__Task instructions__:
(1) Duplicate the part of the passage on user involvement below, starting with "There are various" and going on through "within some services.".
(2) For each statement, say yes or no depending on whether it agrees with the passage on user involvement below, and quote the words of the passage that decide it. (a) User involvement is required in large parts of the public sector, including the NHS. (b) There is general disagreement about whether user involvement is fundamental to service improvement. (c) In the drugs field, people are involved only in evaluating and improving the services they are using.

__Text to read__:
There are various forms of activity that are described as user involvement. There are also a multitude of means by which user involvement is undertaken. There are significant issues in practicing effective user involvement.
The involvement of people who use services in evaluating and improving services is now common practice. There is general agreement that user involvement of this kind is fundamental to service improvement. In large parts of the public sector, including the NHS, such involvement is required. Regulatory bodies expect that user involvement is practiced within some services.
Other forms of involvement have also developed in the drugs field. This has meant that people are not only involved in service evaluation and improvement of the services they are using. People who have personal experience of problem substance use (see lived experience) can be involved in the design, commissioning, management and delivery of services and in the development of wider service provision and the development of policy.

Excerpts from point annotation data:

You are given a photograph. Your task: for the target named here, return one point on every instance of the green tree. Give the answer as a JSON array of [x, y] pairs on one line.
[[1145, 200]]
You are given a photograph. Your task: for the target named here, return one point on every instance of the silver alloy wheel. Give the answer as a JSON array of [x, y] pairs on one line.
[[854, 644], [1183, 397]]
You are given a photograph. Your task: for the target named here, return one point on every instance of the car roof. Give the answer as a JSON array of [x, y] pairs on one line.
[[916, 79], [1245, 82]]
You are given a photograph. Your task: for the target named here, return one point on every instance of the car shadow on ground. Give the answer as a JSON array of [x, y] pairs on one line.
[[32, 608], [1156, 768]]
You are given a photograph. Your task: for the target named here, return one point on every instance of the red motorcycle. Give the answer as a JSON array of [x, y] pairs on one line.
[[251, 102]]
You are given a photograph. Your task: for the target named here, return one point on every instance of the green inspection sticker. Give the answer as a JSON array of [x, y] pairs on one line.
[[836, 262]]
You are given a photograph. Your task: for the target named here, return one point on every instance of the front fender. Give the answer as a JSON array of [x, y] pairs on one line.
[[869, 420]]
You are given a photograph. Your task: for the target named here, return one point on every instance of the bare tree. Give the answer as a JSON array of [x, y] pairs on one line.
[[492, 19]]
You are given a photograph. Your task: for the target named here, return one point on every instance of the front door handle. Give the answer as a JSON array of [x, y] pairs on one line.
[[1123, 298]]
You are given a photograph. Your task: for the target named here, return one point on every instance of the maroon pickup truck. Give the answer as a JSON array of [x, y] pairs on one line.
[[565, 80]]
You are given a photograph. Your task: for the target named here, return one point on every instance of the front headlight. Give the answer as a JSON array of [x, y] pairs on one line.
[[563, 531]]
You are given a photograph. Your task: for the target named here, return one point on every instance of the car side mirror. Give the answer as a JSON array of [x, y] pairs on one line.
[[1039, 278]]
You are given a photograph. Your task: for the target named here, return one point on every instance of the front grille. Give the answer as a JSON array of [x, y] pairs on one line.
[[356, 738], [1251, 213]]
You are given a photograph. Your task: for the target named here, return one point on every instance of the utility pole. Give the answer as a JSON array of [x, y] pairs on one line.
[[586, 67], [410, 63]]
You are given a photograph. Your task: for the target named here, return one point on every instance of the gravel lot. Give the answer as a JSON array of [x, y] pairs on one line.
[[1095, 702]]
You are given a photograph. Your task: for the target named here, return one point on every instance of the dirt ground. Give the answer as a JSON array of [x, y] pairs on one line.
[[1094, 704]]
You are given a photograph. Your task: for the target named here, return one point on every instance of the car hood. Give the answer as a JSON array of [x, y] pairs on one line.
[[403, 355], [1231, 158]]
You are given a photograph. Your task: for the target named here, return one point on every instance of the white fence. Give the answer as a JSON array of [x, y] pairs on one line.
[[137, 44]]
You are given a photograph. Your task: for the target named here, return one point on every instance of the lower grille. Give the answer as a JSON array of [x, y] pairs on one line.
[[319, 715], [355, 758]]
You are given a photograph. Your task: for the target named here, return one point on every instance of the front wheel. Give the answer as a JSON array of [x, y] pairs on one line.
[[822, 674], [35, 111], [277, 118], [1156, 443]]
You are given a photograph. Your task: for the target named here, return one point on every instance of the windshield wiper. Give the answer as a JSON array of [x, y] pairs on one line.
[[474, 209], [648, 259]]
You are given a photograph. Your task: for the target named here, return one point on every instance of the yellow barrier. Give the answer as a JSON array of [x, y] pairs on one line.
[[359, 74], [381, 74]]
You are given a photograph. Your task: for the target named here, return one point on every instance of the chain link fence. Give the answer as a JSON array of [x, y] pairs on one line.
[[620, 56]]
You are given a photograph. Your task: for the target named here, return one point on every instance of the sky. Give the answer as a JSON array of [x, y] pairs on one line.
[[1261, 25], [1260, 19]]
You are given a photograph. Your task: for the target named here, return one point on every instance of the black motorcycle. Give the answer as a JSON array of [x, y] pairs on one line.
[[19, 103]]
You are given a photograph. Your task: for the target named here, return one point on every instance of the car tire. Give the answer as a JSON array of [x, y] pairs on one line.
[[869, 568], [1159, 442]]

__Answer list__:
(1)
There are various forms of activity that are described as user involvement. There are also a multitude of means by which user involvement is undertaken. There are significant issues in practicing effective user involvement.
The involvement of people who use services in evaluating and improving services is now common practice. There is general agreement that user involvement of this kind is fundamental to service improvement. In large parts of the public sector, including the NHS, such involvement is required. Regulatory bodies expect that user involvement is practiced within some services.

(2)
(a) Yes: "In large parts of the public sector, including the NHS, such involvement is required."
(b) No: "There is general agreement that user involvement of this kind is fundamental to service improvement."
(c) No: "people are not only involved in service evaluation and improvement of the services they are using."